CONSIGNES À SUIVRE: Réécris en CSV à deux colonnes, texte et réponse, tout ce qui va du début de la liste jusqu'à la ligne contenant « point(300, 194) », incluse, avec une ligne par couple texte-réponse. Chaque valeur tient dans un seul champ entre guillemets, les sauts de ligne étant remplacés par des espaces.
---------- ENREGISTREMENTS DE DONNÉES ----------
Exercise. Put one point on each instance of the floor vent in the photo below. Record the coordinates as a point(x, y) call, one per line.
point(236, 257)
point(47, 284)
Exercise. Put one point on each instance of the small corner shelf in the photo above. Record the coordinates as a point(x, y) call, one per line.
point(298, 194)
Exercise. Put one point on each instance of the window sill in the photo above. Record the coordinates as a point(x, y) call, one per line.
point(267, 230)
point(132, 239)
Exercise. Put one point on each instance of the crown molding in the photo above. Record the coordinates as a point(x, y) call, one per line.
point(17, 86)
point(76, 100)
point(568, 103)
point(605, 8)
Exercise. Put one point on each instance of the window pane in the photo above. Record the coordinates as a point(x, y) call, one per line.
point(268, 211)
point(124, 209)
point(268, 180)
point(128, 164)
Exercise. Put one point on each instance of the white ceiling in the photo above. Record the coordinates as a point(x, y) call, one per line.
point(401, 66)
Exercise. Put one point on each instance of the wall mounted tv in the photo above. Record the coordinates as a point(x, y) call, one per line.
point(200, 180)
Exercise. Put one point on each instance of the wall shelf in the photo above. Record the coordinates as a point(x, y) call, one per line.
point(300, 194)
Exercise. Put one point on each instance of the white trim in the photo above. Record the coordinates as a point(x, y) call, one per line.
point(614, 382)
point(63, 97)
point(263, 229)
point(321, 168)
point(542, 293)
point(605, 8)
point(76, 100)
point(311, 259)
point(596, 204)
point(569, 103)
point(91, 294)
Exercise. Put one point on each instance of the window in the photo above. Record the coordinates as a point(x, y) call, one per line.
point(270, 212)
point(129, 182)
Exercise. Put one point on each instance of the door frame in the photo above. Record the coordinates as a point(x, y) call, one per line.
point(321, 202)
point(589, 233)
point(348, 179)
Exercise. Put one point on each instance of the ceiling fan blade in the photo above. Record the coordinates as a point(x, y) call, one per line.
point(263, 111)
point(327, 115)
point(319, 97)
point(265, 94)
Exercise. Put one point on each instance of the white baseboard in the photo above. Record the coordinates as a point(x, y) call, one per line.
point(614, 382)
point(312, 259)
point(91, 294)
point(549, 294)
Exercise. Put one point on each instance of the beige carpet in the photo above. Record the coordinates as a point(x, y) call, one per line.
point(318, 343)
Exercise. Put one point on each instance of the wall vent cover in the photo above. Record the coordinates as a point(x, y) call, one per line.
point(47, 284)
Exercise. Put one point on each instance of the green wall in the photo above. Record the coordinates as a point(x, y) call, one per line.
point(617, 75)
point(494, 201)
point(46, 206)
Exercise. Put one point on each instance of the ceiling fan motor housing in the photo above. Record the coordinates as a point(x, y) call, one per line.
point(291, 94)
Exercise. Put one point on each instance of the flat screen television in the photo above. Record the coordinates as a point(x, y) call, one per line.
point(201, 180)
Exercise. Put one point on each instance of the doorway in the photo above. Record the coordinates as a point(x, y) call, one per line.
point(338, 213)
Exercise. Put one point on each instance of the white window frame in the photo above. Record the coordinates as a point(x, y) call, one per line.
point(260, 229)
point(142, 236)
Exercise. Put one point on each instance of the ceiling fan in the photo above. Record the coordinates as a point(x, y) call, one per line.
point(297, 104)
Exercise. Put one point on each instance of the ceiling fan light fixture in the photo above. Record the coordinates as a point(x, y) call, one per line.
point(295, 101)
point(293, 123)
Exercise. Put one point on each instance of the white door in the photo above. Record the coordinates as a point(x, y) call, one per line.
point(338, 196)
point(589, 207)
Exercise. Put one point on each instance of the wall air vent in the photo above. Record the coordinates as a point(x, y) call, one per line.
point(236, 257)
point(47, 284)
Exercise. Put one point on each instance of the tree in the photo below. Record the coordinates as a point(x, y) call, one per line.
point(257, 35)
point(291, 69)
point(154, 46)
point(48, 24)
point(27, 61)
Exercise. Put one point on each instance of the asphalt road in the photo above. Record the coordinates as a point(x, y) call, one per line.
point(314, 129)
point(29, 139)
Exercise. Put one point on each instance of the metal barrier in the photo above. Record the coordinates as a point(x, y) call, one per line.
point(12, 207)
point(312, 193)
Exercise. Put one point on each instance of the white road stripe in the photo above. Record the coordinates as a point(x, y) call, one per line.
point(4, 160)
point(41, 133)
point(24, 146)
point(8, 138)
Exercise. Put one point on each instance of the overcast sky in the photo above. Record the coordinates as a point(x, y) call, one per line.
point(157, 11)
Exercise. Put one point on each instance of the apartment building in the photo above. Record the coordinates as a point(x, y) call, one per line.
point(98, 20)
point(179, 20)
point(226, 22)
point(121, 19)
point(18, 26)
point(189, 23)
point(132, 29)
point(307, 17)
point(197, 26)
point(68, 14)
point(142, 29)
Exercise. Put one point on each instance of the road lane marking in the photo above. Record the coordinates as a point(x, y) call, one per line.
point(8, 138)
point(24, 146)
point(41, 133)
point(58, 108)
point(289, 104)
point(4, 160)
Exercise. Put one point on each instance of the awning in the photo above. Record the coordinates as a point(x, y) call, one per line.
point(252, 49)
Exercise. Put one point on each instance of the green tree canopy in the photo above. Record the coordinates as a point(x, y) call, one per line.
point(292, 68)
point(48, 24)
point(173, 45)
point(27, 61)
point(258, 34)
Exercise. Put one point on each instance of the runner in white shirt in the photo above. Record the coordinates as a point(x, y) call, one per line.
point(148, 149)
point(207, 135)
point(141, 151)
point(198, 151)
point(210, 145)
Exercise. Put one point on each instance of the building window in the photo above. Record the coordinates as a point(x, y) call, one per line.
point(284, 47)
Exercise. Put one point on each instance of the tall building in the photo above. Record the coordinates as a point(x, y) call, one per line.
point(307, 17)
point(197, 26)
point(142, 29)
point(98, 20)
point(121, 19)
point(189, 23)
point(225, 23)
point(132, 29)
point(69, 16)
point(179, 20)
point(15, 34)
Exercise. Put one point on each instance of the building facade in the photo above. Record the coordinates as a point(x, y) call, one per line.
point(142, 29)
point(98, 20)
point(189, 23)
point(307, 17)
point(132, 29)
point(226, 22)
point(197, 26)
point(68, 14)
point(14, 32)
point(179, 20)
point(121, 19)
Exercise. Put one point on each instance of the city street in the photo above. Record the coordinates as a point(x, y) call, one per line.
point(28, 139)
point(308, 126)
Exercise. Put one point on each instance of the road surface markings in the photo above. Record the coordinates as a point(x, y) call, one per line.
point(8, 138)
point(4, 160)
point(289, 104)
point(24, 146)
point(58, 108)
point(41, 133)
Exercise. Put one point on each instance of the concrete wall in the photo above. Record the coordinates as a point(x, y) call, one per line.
----------
CORRIGÉ DE L'EXERCICE:
texte,réponse
"Exercise. Put one point on each instance of the floor vent in the photo below. Record the coordinates as a point(x, y) call, one per line.","point(236, 257) point(47, 284)"
"Exercise. Put one point on each instance of the small corner shelf in the photo above. Record the coordinates as a point(x, y) call, one per line.","point(298, 194)"
"Exercise. Put one point on each instance of the window sill in the photo above. Record the coordinates as a point(x, y) call, one per line.","point(267, 230) point(132, 239)"
"Exercise. Put one point on each instance of the crown molding in the photo above. Record the coordinates as a point(x, y) call, one per line.","point(17, 86) point(76, 100) point(568, 103) point(605, 8)"
"Exercise. Put one point on each instance of the window pane in the photo above. Record the coordinates as a point(x, y) call, one per line.","point(268, 211) point(124, 209) point(268, 180) point(128, 164)"
"Exercise. Put one point on each instance of the white ceiling in the photo above. Record the coordinates as a point(x, y) call, one per line.","point(401, 66)"
"Exercise. Put one point on each instance of the wall mounted tv in the photo above. Record the coordinates as a point(x, y) call, one per line.","point(200, 180)"
"Exercise. Put one point on each instance of the wall shelf in the photo above. Record the coordinates as a point(x, y) call, one per line.","point(300, 194)"